→ WHAT YOU SHOULD DO: Every line of the data must be copied exactly.

═════ STORED ROWS

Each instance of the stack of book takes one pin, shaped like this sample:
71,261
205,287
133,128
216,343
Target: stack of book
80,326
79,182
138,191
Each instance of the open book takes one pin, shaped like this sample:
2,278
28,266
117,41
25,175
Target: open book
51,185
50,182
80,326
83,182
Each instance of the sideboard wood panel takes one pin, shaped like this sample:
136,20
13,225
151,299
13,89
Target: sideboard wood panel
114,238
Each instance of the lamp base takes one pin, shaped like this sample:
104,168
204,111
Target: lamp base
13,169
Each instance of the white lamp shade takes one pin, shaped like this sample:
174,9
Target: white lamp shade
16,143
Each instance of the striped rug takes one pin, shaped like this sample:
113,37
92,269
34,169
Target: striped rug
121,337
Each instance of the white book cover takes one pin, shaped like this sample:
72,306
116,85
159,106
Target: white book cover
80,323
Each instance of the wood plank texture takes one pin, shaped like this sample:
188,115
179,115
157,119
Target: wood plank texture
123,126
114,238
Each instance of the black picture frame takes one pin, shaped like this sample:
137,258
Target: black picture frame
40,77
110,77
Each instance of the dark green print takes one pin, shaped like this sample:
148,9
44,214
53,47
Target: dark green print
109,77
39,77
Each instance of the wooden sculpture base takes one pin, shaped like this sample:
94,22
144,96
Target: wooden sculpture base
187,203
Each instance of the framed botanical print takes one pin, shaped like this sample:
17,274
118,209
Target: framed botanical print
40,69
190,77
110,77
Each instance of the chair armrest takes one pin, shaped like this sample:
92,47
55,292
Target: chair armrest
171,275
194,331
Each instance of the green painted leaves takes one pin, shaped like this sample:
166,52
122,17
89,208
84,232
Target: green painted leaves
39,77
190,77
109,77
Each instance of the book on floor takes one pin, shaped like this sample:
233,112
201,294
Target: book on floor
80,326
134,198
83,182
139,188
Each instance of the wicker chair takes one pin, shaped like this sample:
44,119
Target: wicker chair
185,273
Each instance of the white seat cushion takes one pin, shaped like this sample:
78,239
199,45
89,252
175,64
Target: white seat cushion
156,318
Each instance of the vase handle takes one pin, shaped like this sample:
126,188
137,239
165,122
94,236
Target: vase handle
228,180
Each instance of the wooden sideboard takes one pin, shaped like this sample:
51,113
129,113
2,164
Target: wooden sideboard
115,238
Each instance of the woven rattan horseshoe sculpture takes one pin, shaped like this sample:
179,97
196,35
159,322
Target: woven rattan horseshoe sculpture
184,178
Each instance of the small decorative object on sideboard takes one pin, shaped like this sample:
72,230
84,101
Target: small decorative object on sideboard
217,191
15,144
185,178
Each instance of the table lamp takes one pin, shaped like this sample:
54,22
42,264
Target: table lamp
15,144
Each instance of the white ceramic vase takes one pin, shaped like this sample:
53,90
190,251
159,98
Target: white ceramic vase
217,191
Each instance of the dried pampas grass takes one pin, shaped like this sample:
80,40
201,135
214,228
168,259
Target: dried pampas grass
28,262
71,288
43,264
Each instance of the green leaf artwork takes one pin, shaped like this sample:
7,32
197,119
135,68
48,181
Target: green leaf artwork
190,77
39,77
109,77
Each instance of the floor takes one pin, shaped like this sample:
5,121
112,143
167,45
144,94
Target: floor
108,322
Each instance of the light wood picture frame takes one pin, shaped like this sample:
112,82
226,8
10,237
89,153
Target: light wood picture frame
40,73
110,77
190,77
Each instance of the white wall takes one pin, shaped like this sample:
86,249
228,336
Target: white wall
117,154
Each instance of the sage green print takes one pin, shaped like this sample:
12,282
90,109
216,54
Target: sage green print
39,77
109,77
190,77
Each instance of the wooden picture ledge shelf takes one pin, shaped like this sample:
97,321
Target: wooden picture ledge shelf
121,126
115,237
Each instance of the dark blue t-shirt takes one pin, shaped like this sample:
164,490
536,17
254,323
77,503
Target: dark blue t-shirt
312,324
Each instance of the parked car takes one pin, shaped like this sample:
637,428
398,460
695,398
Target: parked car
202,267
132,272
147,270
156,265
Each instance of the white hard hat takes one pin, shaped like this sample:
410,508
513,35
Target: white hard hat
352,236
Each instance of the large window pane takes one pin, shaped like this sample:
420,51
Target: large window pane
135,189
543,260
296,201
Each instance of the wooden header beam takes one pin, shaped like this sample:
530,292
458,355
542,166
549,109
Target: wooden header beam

══════════

→ RESPONSE:
Each instance of the stack of book takes one pin, shaped like this sample:
71,261
205,287
133,128
216,343
Target: stack of book
80,326
79,182
138,191
Each instance of the open book takes one pin, shaped like this sample:
2,278
28,266
117,41
25,175
Target: open book
51,185
50,182
80,326
83,182
Each instance of the sideboard wood panel takes one pin, shaped like this sample:
136,20
13,225
151,299
13,89
Target: sideboard wood panel
114,238
Each instance of the lamp base takes one pin, shaped like this sample:
104,168
204,111
Target: lamp base
13,169
Each instance of the white lamp shade takes one pin, shaped like this sample:
174,9
Target: white lamp shade
16,143
Each instance of the striped rug takes one pin, shaped like this sample:
113,37
92,269
34,169
Target: striped rug
121,337
Each instance of the white book cover takes one pin, shaped like this sample:
72,306
116,85
159,106
Target: white book cover
80,323
Each instance of the wood plank texture takes one pin, shaped like this sample:
188,115
179,115
157,119
Target: wood plank texture
123,126
114,238
Each instance of the black picture frame takes one pin, shaped like this sample:
137,258
Target: black picture frame
40,77
110,77
Each instance of the dark green print takes one pin, shaped like this sample:
148,9
44,214
53,47
Target: dark green print
109,77
39,77
Each instance of the wooden sculpture base takes one pin, shaped like this sample:
94,22
144,96
Target: wooden sculpture base
187,203
Each instance of the framed botanical print takes one pin, shaped like this sample:
17,274
118,209
Target: framed botanical print
40,69
190,77
110,77
Each instance of the chair armrest takes one pin, shaped like this sample:
92,47
55,292
Target: chair armrest
171,275
194,331
Each instance of the green painted leaves takes one pin, shaped like this sample:
166,52
122,17
89,208
84,232
Target: green painted leaves
39,77
190,77
109,77
Each instance of the book on floor takes one pin, shaped like this sample:
233,112
201,294
Target: book on floor
80,326
134,198
83,182
139,188
Each instance of the wicker chair takes one pin, shaped like this sample:
44,119
Target: wicker chair
185,273
Each instance of the white seat cushion takes one pin, shaped like this sample:
78,239
199,45
89,252
175,64
Target: white seat cushion
156,318
Each instance of the vase handle takes one pin, shaped like this sample:
126,188
137,239
165,122
94,236
Target: vase handle
228,180
Each instance of the wooden sideboard takes one pin, shaped like this sample:
51,113
129,113
2,164
Target: wooden sideboard
115,238
Each instance of the woven rattan horseshoe sculpture takes one pin, shaped like this sample:
179,97
196,35
159,322
Target: woven rattan horseshoe sculpture
184,178
Each instance of the small decorative object on sideboard takes one pin, shaped like this sample:
72,230
84,101
Target: small decorative object on sideboard
217,191
15,144
185,178
Each instance of the table lamp takes one pin, shaped like this sample:
54,22
42,264
Target: table lamp
15,144
Each instance of the white ceramic vase takes one pin, shaped like this sample:
53,90
190,251
159,98
Target: white ceramic vase
217,191
Each instance of the dried pampas grass takes one pin, shaped like this sample:
80,40
201,135
214,228
168,259
Target: dried pampas grass
28,262
71,288
43,264
Each instance of the green leaf artwork takes one pin, shaped like this sample:
7,32
197,119
135,68
48,181
Target: green leaf artwork
190,77
39,77
109,77
Each instance of the floor takes one pin, shaped like this sample:
5,121
112,143
167,45
144,94
Target: floor
108,322
Each instance of the light wood picture frame takes one pin, shaped like this sample:
112,82
226,8
10,237
89,153
Target: light wood picture frame
40,73
110,77
190,77
Each instance of the white wall takes one pin, shaped like this sample:
86,249
228,336
Target: white wall
117,154
Each instance of the sage green print takes one pin, shaped like this sample:
12,282
90,109
216,54
Target: sage green print
39,77
109,77
190,77
Each instance of the wooden picture ledge shelf takes one pin, shaped like this sample:
97,321
Target: wooden picture ledge shelf
121,126
115,237
Each instance of the dark blue t-shirt takes one pin, shaped like this sample:
164,490
536,17
254,323
77,503
Target: dark blue t-shirt
312,324
Each instance of the parked car takes one pin, shaped like this sample:
637,428
398,460
695,398
Target: parked car
202,267
132,272
147,270
156,265
Each instance of the white hard hat takes one pin, shaped like this sample:
410,508
513,35
Target: white hard hat
352,236
Each instance of the large window pane takes one pin, shaped like this sample:
420,51
Target: large window pane
135,189
543,260
296,201
Each instance of the wooden header beam takes one pin, shaped like this sample:
530,292
458,355
542,166
549,109
Target: wooden header beam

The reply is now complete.